**Fragment źródłowy:**
---------------

Politycy KO boją się Mazurka? Zaskakujące doniesienia

Politycy KO boją się Mazurka? Zaskakujące doniesienia

Dodano: 
Robert Mazurek
Robert Mazurek Źródło:X
W ciągu ostatnich trzech miesięcy tylko jeden polityko Koalicji Obywatelskiej zdecydował się na udział w programie Roberta Mazurka. "Wierzymy, że politycy PO zaczną przyjmować nasze zaproszenia" – komentuje sytuację RMF FM.

Robert Mazurek to jeden z najpopularniejszych polskich dziennikarzy. Przede wszystkim znany jest z ostrych wywiadów, jakie przeprowadza w RMF FM. Dziennikarz w porannych rozmowach nie ma litości dla polityków każdej z opcji.

Jak się jednak okazuje od kilku miesięcy posłowie Koalicji Obywatelskiej unikają uczestnictwa w porannych programach RMF FM.

Dziennikarz Onetu Kamil Dziubka zauważył we wpisie na portalu X, że od 29 września ub. r. w programie Roberta Mazurka gościł tylko jeden polityk PO – poseł Marcin Józefaciuk (wystąpił 22 listopada).

twitter

RMF FM: Wierzymy, że zaczną przyjmować nasze zaproszenia

Branżowy portal Wirtualne Media w tej sprawie zwrócił się do RMF FM z prośbą o komentarz. Popularna radiostacja przyznaje, że politycy PO, mimo ponawianych zaproszeń, odmawiają uczestnictwa w programie Mazurka.

---------------

**Zapisane dane:**

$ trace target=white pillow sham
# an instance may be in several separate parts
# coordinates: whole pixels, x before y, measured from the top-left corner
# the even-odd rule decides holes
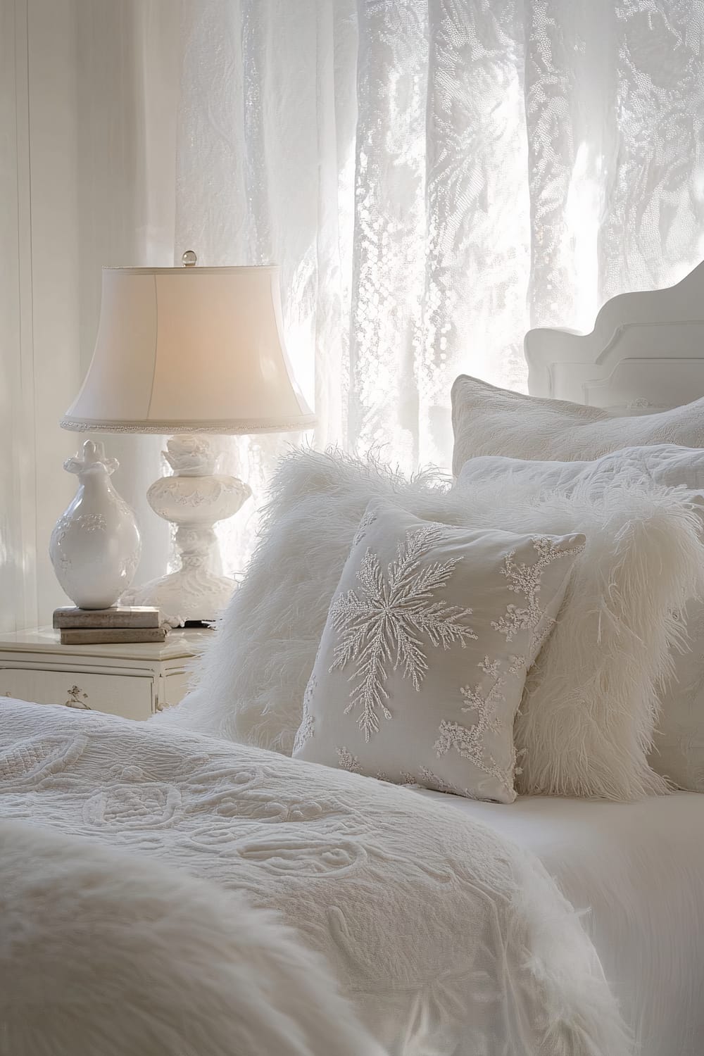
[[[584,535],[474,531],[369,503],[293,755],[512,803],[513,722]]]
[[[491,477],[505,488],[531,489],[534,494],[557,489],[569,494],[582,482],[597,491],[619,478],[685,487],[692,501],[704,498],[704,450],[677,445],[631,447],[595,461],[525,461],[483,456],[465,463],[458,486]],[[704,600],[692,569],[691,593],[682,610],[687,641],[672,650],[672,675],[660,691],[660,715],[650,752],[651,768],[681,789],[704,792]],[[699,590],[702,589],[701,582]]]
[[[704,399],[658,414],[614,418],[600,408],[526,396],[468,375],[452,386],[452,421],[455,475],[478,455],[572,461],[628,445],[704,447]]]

---------------

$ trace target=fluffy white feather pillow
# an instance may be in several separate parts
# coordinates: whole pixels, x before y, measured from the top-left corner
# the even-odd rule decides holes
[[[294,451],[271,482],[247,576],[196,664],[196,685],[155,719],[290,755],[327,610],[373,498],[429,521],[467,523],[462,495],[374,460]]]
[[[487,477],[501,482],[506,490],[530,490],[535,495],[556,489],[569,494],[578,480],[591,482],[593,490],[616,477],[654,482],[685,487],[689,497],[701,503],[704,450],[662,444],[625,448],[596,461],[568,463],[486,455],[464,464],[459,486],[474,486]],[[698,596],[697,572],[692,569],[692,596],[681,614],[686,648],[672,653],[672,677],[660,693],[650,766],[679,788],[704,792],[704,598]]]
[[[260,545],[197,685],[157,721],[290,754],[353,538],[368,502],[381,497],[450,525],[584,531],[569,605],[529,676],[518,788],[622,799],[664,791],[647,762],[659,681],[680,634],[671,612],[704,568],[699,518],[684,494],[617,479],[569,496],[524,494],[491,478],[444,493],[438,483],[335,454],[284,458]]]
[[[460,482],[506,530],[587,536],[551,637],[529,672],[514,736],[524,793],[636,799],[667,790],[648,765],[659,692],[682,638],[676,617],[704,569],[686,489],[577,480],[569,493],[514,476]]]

---------------

**Opis zadania:**
Powtórz, proszę, słowo w słowo fragment artykułu o programie Roberta Mazurka, który zaczyna się od „Jak się jednak” i kończy na „uczestnictwa w programie Mazurka.”, włącznie z tymi słowami.

**Rozwiązanie zadania:**
Jak się jednak okazuje od kilku miesięcy posłowie Koalicji Obywatelskiej unikają uczestnictwa w porannych programach RMF FM.

Dziennikarz Onetu Kamil Dziubka zauważył we wpisie na portalu X, że od 29 września ub. r. w programie Roberta Mazurka gościł tylko jeden polityk PO – poseł Marcin Józefaciuk (wystąpił 22 listopada).

twitter

RMF FM: Wierzymy, że zaczną przyjmować nasze zaproszenia

Branżowy portal Wirtualne Media w tej sprawie zwrócił się do RMF FM z prośbą o komentarz. Popularna radiostacja przyznaje, że politycy PO, mimo ponawianych zaproszeń, odmawiają uczestnictwa w programie Mazurka.